Usando as informações
a. No texto sobre os direitos das pessoas com deficiência, quais naturezas de impedimento de longo prazo o art. 2º da Lei nº 13.146/2015 enumera? Liste todas.
b. Transcreva palavra por palavra o trecho do texto sobre os direitos das pessoas com deficiência que vai de "2.1 Evolução histórica" até "do território nacional.".

Texto fornecido
┄┄┄┄┄┄┄┄┄┄

E como consequência desse processo de construção do que atualmente conhecemos como direitos humanos, temos a Convenção sobre os Direitos das Pessoas com Deficiência, internalizada pelo Brasil em 2008, através do Decreto Legislativo nº 186. Tal convenção consagra evidente importância normativa, não só por figurar como o primeiro tratado de direitos humanos recepcionado pelo ordenamento jurídico brasileiro com status equivalente ao de emenda constitucional, como também por tornar visíveis os mais de 46 milhões de brasileiros, que somam 24% da população, que, segundo o Instituto Brasileiro de Geografia e Estatística (IBGE) em seu último censo realizado em 2010, alegam possuir algum tipo de deficiência.

Ademais, além de seus 30 artigos voltados ao atendimento exclusivo de direitos humanos universais e das necessidades inerentes a tal grupo minoritário, a convenção trouxe revolucionário conceito de pessoa com deficiência, o qual, segundo o Desembargador do Tribunal Regional do Trabalho da 9ª Região, Ricardo Tadeu Marques da Fonseca (2008):

            “(…) carrega forte relevância jurídica porque incorpora na tipificação das deficiências, além dos aspectos físicos, sensoriais, intelectuais e mentais, a conjuntura social e cultural em que o cidadão com deficiência está inserido, vendo nestas o principal fator de cerceamento dos direitos humanos que lhe são inerentes.”

Nesse contexto, em seu próprio preâmbulo, a convenção reconhece que “a deficiência resulta da interação entre pessoas com deficiência e as barreiras atitudinais e ambientais que impedem sua plena e efetiva participação na sociedade em igualdade de oportunidades com as demais pessoas” (PLANALTO, 2008).

Assim, fora concretizado o termo “pessoa com deficiência” (PCD), o qual influenciou na edição do texto legal da recente Lei Brasileira de Inclusão da Pessoa com Deficiência (Lei nº 13.146/2015), que consagra na redação de seu art. 2º o seguinte:

            “Considera-se pessoa com deficiência aquela que tem impedimento de longo prazo de natureza física, mental, intelectual ou sensorial, o qual, em interação com uma ou mais barreiras, pode obstruir sua participação plena e efetiva na sociedade em igualdade de condições com as demais pessoas.”

Nesse compasso, diferentemente dos conceitos ultrapassados já citados, a atual visão do que seja, de fato, deficiência vai muito além de características intrínsecas à vida de determinadas pessoas. Passa-se a considerá-la como fruto das barreiras sociais ou físicas que impeçam pessoas de participar plena e efetivamente na sociedade, pois assim, independentemente de qualquer que seja a deficiência de que se fale, abranger-se-ão todos aqueles que com tal conceito se identifiquem.

 

2 Síntese da eclosão histórica dos movimentos de PCD no brasil e suas repercussões política e legislativa

2.1 Evolução histórica da abertura política

O final da década de 1970 foi um momento decisivo para o futuro da legislação pátria sobre a pauta da deficiência. Isso porquê, nesse momento, os deficientes conquistavam um nível de visibilidade sem precedentes, haja vista a eclosão dos movimentos sociais por eles organizados, principalmente se considerarmos a forte supressão advinda do que podemos chamar de sistema sócio estatal, que durante muito tempo, se não os institucionalizava, forçava-os a se resguardarem em âmbito familiar. Mas para que melhor possamos compreender os resultados políticos que decorreram a partir desses movimentos, faz-se necessária a análise do contexto histórico que lhes deram origem dentro do território nacional.

┄┄┄┄┄┄┄┄┄┄

Material fornecido
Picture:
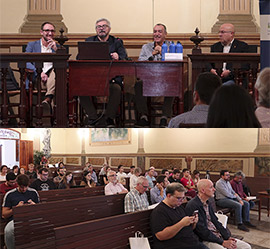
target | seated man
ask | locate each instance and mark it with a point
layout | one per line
(237, 186)
(45, 45)
(171, 227)
(9, 184)
(226, 197)
(117, 52)
(136, 199)
(227, 44)
(208, 228)
(22, 195)
(175, 177)
(152, 52)
(114, 187)
(205, 87)
(158, 193)
(43, 183)
(187, 182)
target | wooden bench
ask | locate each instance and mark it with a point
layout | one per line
(34, 224)
(111, 232)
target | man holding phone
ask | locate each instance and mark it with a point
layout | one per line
(208, 228)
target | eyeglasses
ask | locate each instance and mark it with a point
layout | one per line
(102, 26)
(49, 30)
(223, 32)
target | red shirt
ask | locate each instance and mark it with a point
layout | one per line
(4, 188)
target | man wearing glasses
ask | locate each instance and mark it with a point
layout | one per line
(117, 52)
(114, 187)
(136, 199)
(227, 44)
(227, 198)
(45, 45)
(170, 225)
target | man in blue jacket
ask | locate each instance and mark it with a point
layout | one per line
(45, 45)
(208, 228)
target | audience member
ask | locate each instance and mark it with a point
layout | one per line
(150, 177)
(114, 187)
(87, 180)
(131, 172)
(22, 195)
(31, 171)
(170, 225)
(117, 52)
(262, 97)
(45, 45)
(205, 86)
(158, 193)
(67, 181)
(9, 184)
(208, 228)
(237, 186)
(15, 170)
(227, 44)
(175, 177)
(188, 183)
(136, 199)
(134, 178)
(227, 198)
(43, 183)
(152, 52)
(121, 175)
(3, 173)
(232, 107)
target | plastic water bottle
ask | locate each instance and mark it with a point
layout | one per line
(172, 47)
(164, 49)
(179, 48)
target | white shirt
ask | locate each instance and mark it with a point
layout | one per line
(46, 65)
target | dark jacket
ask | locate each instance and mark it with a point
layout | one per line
(201, 228)
(236, 47)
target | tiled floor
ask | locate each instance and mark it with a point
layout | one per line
(259, 237)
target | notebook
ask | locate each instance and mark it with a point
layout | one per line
(93, 50)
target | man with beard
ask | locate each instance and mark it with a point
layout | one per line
(114, 187)
(117, 52)
(152, 52)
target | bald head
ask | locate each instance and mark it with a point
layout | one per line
(226, 33)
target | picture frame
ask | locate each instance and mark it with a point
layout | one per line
(109, 136)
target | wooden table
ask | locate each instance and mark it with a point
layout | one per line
(264, 194)
(91, 78)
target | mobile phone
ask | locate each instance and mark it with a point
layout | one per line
(195, 213)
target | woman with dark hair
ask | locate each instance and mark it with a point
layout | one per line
(87, 180)
(67, 181)
(232, 107)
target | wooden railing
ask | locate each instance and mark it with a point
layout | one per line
(26, 110)
(239, 60)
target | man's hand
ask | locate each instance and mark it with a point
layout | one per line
(230, 243)
(225, 73)
(44, 77)
(115, 56)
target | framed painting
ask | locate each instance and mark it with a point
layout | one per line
(109, 136)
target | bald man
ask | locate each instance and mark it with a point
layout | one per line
(208, 228)
(227, 44)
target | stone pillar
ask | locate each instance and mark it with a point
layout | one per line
(40, 11)
(263, 144)
(237, 12)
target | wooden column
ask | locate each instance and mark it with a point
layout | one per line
(39, 11)
(237, 12)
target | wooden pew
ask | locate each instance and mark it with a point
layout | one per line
(111, 232)
(34, 224)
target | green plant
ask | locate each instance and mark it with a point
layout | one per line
(38, 156)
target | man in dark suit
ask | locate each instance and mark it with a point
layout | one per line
(45, 45)
(117, 52)
(227, 44)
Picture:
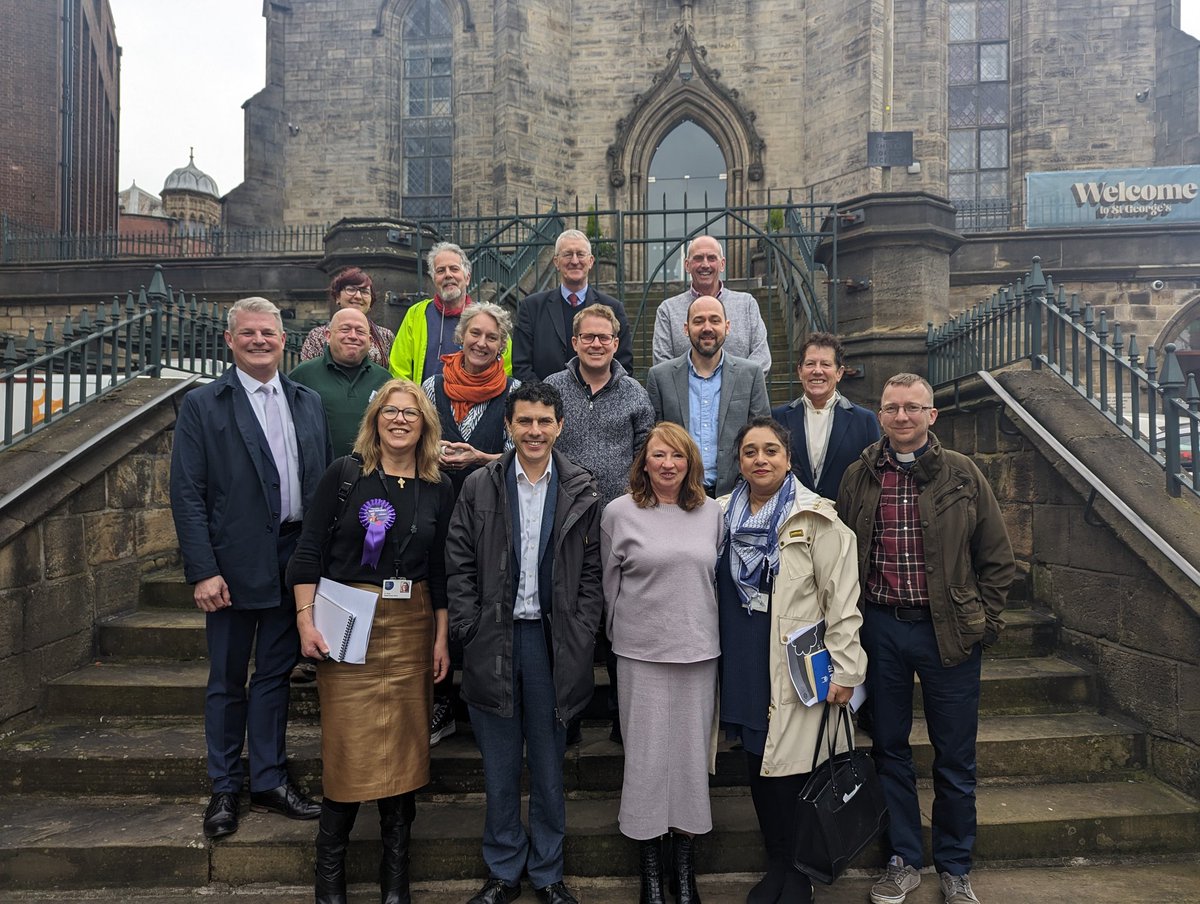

┄┄┄┄┄┄┄┄┄┄

Respostas às tarefas
a. Física, mental, intelectual e sensorial.

b.
2.1 Evolução histórica da abertura política

O final da década de 1970 foi um momento decisivo para o futuro da legislação pátria sobre a pauta da deficiência. Isso porquê, nesse momento, os deficientes conquistavam um nível de visibilidade sem precedentes, haja vista a eclosão dos movimentos sociais por eles organizados, principalmente se considerarmos a forte supressão advinda do que podemos chamar de sistema sócio estatal, que durante muito tempo, se não os institucionalizava, forçava-os a se resguardarem em âmbito familiar. Mas para que melhor possamos compreender os resultados políticos que decorreram a partir desses movimentos, faz-se necessária a análise do contexto histórico que lhes deram origem dentro do território nacional.